_Record excerpts_
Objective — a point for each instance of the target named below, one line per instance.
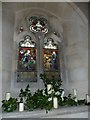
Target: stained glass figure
(38, 24)
(26, 59)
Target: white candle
(76, 99)
(49, 88)
(55, 102)
(62, 95)
(75, 92)
(8, 95)
(21, 107)
(87, 98)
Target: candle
(8, 95)
(87, 98)
(21, 107)
(62, 95)
(55, 102)
(75, 92)
(49, 88)
(75, 99)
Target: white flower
(50, 99)
(57, 93)
(44, 92)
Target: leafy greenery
(25, 93)
(9, 105)
(41, 99)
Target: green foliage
(9, 105)
(26, 92)
(38, 100)
(70, 101)
(41, 99)
(56, 84)
(81, 102)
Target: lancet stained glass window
(51, 58)
(26, 60)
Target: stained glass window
(51, 58)
(26, 60)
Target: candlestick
(8, 95)
(62, 95)
(87, 98)
(75, 92)
(21, 107)
(49, 88)
(55, 102)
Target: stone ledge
(42, 113)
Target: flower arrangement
(43, 99)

_Task directions_
Swap "green foliage" for "green leaves" and reproduce every entry with no other changes. Omit the pictures from your answer.

_Exercise solution_
Objective — a point for each instance of the target named below, one line per instance.
Target: stained glass figure
(38, 24)
(26, 59)
Target: white candle
(76, 99)
(49, 88)
(55, 102)
(62, 95)
(75, 92)
(8, 95)
(21, 107)
(87, 98)
Target: candle
(8, 95)
(87, 98)
(21, 107)
(62, 95)
(55, 102)
(75, 92)
(49, 88)
(75, 99)
Target: white flower
(50, 99)
(57, 93)
(44, 92)
Target: leafy greenery
(25, 93)
(9, 105)
(41, 99)
Target: green leaves
(9, 105)
(26, 92)
(38, 100)
(70, 101)
(41, 99)
(56, 84)
(81, 102)
Target: lancet stained glass window
(51, 58)
(26, 60)
Target: stained glass window
(51, 58)
(26, 60)
Target: candlestick
(8, 95)
(62, 95)
(87, 98)
(75, 92)
(21, 107)
(49, 88)
(55, 102)
Target: stone ledge
(42, 113)
Target: flower arrangement
(43, 99)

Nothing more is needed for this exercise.